**Excerpted text:**
Cisco ACI Integration with Virtual Connect Tunnel Mode

When connecting Cisco ACI fabric with HPE blade servers through HPE Virtual Connect Modules, users should pay additional attention when working with VC tunnel networks. Both ACI and VC tunnel mode has some unique internal traffic forwarding mechanism when comparing with traditional L2 MAC forwarding method.

This blog intends to highlight one scenario users may see unexpected traffic behavior when connecting ACI with VC tunnel mode. Some potential design alternatives to resolve the issue are then discussed.

Virtual Connect tunnel network has the benefit of scalability and simplicity of management. Instead of configuring individual vlans matching upstream switch and downlink blade servers, a single Virtual Connect network can transit up to 4K vlans transparently. Users only need to configure vlans at upstream switch and blade servers OS/hypervisor level.

When using Virtual Connect tunnel networks, internally VC maintains a consolidated MAC forwarding table for the defined VC internal tunnel network instead of separated MAC table per user VLAN defined at switch and server side.

This unique operation characteristics of VC tunnel network needs to be taken into consideration when working with ACI Fabric. ACI uses Bridge Domain(BD) as layer 2 broadcast boundary and each BD can include multiple End Point Groups(EPG). At access layer, users can bind encapsulation vlan to the desired EPG to carry user traffic. As you can see, in some ACI design scenarios, flooding can cross different user vlans(EPGs) when the EPGs are in the same BD.

The following diagram shows one of the problematic scenarios of connecting VC tunnel network and ACI .

(Please note: The diagram only demos one use case to see this interop issue. Other cases may exist with the same issue so the key is to understand the nature of the problem.)

image

In the above topology, Virtual Connect has one single tunnel network defined and uses one uplink to connect with ACI leaf node. Over this link, two user vlans are carried through, vlan 160 and vlan 161. On ACI side, vlan-160 is used as encap-vlan for EPG Mgmt and vlan-161 is used as encap-vlan for EGP vmotion.

ACI BD domain is set as flooding mode as blade servers’ gateway are outside ACI cloud.

In this setup, user will have connectivity issue for the blade servers. This is how the problem will arise.

1) The blade server sends one ARP broadcast request over vlan 160 network. The ARP packet will travel through VC tunnel network. VC will record blade server source MAC address learned from the server downlink and forward the packet out to its local uplink to ACI. so far so good.

2) ACI fabric will see the ARP broadcast packet coming in on access port vlan 160 and will map it into EPG Mgmt. Because BD is set to flood ARP packets. The packet will be flooded inside the bridge domain and will be in turn to all ports under EPG vMotion as the two EPGs are in the same BD.

**Problem requirements:** Reproduce word for word the stretch of the ACI and Virtual Connect tunnel mode text from "When connecting Cisco" through "MAC forwarding method.". The material that comes after this text stands apart from it.

**Data shown:**
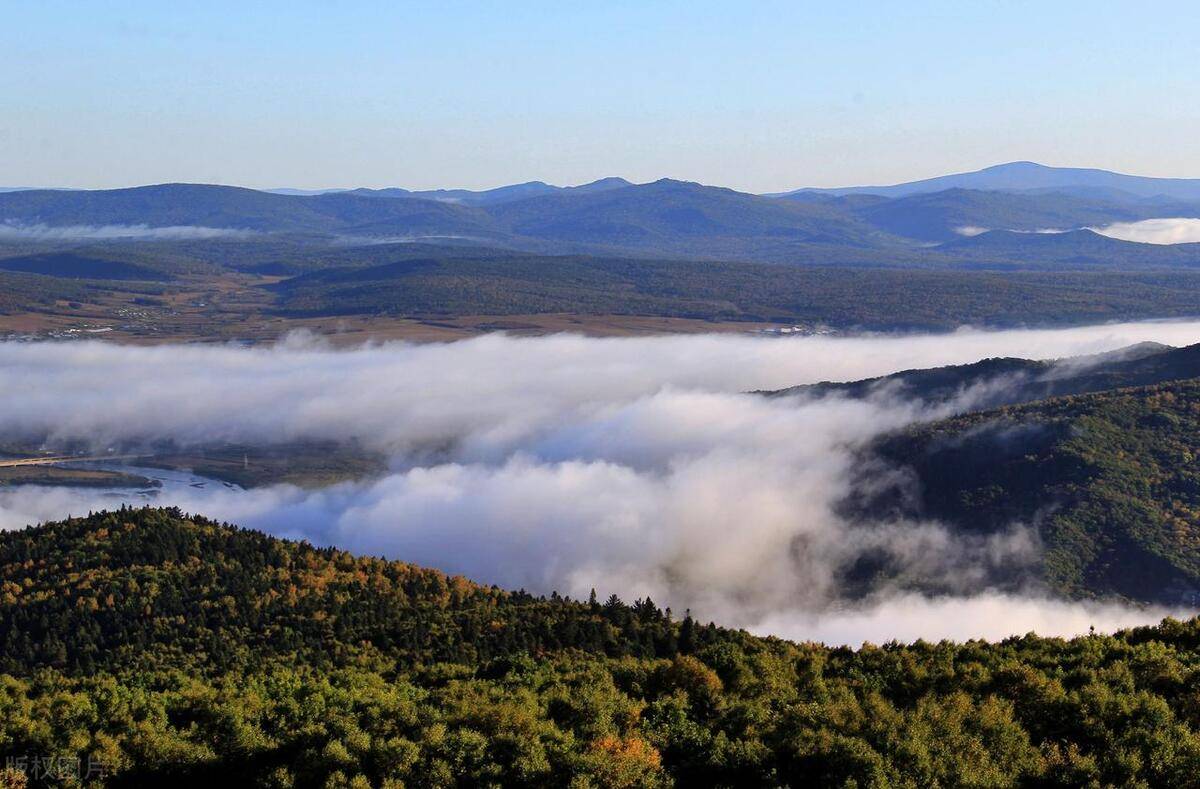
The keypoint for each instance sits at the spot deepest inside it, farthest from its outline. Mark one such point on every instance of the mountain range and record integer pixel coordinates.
(929, 221)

**Answer in full:**
When connecting Cisco ACI fabric with HPE blade servers through HPE Virtual Connect Modules, users should pay additional attention when working with VC tunnel networks. Both ACI and VC tunnel mode has some unique internal traffic forwarding mechanism when comparing with traditional L2 MAC forwarding method.